Page excerpt:
########################################

Episode #30 A Deep Dive into Hell's Aquarium with Laura Wilson

Imagine time traveling back to the Western Interior Seaway AKA "Hell's Aquarium." It's a fitting nickname for the shallow marine environment, full of fish with teeth so big they ate differently than modern fish.

Episode #30 A Deep Dive into Hell's Aquarium with Laura Wilson

Laura Wilson

Curator of Paleontology at the Sternberg Museum of Natural History, Associate Professor of Geosciences at Fort Hays State University,

 

On Summer vacations in Florida, Laura would wake up early in the morning to comb the beach for shark teeth with her dad. She wanted to follow in the footsteps of Eugenie Clark AKA the "Shark Lady." But by 7th grade, the Jurassic Park debut coincided with Laura's introduction to extinction and her first earth science class. She then fell in love with rocks and deep time and became a full-fledged Paleo Nerd!

Laura did her undergrad at Washington Lee University in Lexington, VA to study geology and continue playing Lacrosse.  The one thing missing from her education was a paleontology experience, so she reached out to her old high school teacher who got her connected with Jack Horner and the Museum of the Rockies crew working on the Hell Creek Formation. Listen to Jack's episode!

Laura works on the Western Interior Seaway (WIS), the prehistoric seaway that divided North America after Pangea dispersed in the Mid-Late Cretaceous. Towards the end of the Mesozoic and the Cenozoic, the Eastern side of North America was built but the western side of North America was still being formed. This was the time of the Sevier orogeny, or "mountain building" (which was severe, just not spelled that way) which left basins as a byproduct. All of this geologic activity left the middle of North America below sea level. This area easily flooded as sea level rose due to the formation of underwater mountain ranges during a greenhouse environment with no ice caps.

The WIS is an epicontinental or inland sea, meaning it is an ocean sitting on top of continental crust as opposed to ocean crust. Seas like the WIS are never very deep, reaching only a few hundred meters at its greatest depth. This shallow marine environment is extremely productive because much of it is only ~200 meters deep meaning a majority of the WIS was in the photic zone. The characteristic "chalk rock" that makes Kansas such a fossil-rich environment is actually made up of the calcium carbonate shells of dead photosynthetic plankton (Coccolithophores). This environment created a very soft seafloor with the only hard part of the seafloor being giant Inoceramus clams but also created a perfect pillow to beautifully preserve dead mosasaurs as they drifted down to their final resting place. Listen to Chuck Bonner's episode to learn how his family has been excavating fossils from this fossiliferous environment!

########################################

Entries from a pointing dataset
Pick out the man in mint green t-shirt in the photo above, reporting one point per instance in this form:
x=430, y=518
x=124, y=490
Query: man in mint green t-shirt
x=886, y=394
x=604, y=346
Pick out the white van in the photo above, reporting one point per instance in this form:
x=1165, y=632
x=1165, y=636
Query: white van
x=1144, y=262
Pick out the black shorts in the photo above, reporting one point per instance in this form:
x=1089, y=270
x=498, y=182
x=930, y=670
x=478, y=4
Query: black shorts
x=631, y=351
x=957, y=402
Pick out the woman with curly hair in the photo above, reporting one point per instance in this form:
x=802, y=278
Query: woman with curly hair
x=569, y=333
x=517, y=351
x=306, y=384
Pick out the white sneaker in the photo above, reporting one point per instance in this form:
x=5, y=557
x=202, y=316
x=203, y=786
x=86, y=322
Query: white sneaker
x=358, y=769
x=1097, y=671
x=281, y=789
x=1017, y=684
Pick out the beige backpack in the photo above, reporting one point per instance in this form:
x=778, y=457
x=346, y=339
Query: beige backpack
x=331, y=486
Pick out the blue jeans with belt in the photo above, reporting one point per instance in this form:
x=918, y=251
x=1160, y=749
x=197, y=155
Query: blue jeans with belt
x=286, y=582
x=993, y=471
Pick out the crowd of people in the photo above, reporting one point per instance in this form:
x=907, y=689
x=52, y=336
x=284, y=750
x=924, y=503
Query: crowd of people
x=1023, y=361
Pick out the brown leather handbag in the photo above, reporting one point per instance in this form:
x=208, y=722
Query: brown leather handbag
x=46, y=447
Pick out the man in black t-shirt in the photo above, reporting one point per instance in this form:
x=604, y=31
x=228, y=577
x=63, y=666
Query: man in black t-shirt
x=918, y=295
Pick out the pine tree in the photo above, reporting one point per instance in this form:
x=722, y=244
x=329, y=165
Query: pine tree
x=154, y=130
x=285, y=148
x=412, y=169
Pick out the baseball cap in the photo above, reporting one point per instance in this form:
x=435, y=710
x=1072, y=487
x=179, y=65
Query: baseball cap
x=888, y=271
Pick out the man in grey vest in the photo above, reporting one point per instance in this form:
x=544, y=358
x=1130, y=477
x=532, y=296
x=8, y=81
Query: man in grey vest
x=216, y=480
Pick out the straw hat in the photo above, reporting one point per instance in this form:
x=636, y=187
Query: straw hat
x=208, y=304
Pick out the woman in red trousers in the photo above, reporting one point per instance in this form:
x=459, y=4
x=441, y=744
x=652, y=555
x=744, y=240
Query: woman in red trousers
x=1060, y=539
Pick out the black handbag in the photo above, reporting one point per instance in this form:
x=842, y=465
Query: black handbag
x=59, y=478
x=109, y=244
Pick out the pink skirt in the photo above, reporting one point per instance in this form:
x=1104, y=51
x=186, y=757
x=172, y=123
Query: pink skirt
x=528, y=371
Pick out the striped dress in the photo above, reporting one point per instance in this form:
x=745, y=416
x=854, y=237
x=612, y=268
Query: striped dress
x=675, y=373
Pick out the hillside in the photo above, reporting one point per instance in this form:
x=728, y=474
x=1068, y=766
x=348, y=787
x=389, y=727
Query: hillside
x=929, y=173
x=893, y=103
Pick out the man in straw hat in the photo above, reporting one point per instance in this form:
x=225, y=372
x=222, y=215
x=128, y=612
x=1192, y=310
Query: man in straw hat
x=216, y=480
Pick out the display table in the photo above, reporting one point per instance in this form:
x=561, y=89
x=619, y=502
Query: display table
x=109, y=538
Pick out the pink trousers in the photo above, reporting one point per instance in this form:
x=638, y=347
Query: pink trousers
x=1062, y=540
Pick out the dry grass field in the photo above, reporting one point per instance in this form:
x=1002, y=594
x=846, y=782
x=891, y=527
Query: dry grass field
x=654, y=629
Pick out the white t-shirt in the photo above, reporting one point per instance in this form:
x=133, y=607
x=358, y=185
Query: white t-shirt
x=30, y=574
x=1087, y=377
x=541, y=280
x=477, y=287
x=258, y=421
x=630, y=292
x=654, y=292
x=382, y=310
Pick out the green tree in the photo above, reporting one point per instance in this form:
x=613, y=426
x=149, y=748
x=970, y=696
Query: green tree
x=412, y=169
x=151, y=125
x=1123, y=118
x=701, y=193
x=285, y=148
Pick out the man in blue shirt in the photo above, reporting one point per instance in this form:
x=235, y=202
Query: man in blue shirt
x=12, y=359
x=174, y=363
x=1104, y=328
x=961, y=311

########################################

Work instructions:
A) According to the podcast page about Hell's Aquarium, what makes up the chalk rock of Kansas?
B) Write the next paragraph of the podcast page about Hell's Aquarium, picking up after its final sentence.
These lines are separate material, apart from the podcast page about Hell's Aquarium.

Outputs for the tasks:
A) The calcium carbonate shells of dead photosynthetic plankton (Coccolithophores).

B)
The WIS was first fed freshwater first from the Sevier orogeny and then the Laramide orogeny, eventually becoming brackish as freshwater continued to mingle with marine water, and eventually, it dried up as North America settled into its current form. Laura traces the Western Interior Seaway through the rocks like the Dakota Sandstone formation, a record of the beaches lining this shallow marine environment.

Laura also works with marine reptiles like sea turtles and uses histology to connect them to their environment (Listen to Holly Woodward's episode to learn more about histology!). Laura uses the vast understanding of modern sea turtles to reconstruct the lives of prehistoric turtles like the giant Protostega (3 meters!) and the even bigger Archelon (4 meters!). The term gigantothermy was coined to describe the extant leatherback sea turtles (2 meters!) and has since been applied to dinosaurs as well.

While Laura was working on her Ph.D. with Karen Chin at the University of Colorado Boulder, she began comparing Cretaceous Hesperorniforms found both in the Arctic and Kansas to modern penguins as an ecological equivalent in terms of migration. Histology can show annual cyclical patterns that could infer migration OR winter starvation. This is where Laura pulled from migratory and nonmigratory modern penguins to see if you could see histological signs of migration.

Laura runs the Wilson Paleontology Lab at Fort Hays State University where students conduct their own research. Some of her students worked on the convergent evolution of Xiphactinus and the extant tarpon as well as the Protosphyraena and modern swordfish. Unfortunately, the reality is Xiphactinus and Protosphyraena had such big teeth, they simply don't suck like modern fish (watch your goldfish suck in its food!).

 

Paleo News: Dave and his son, Carson, visited Death Valley, one of the lowest points on Earth. He used the Mancos App to see what they were standing on in the Argus Range Wilderness, part of Basin and Range Country. Unfortunately, the rock was too cooked to find fossils. They also visited the Trona Pinnacle Spires.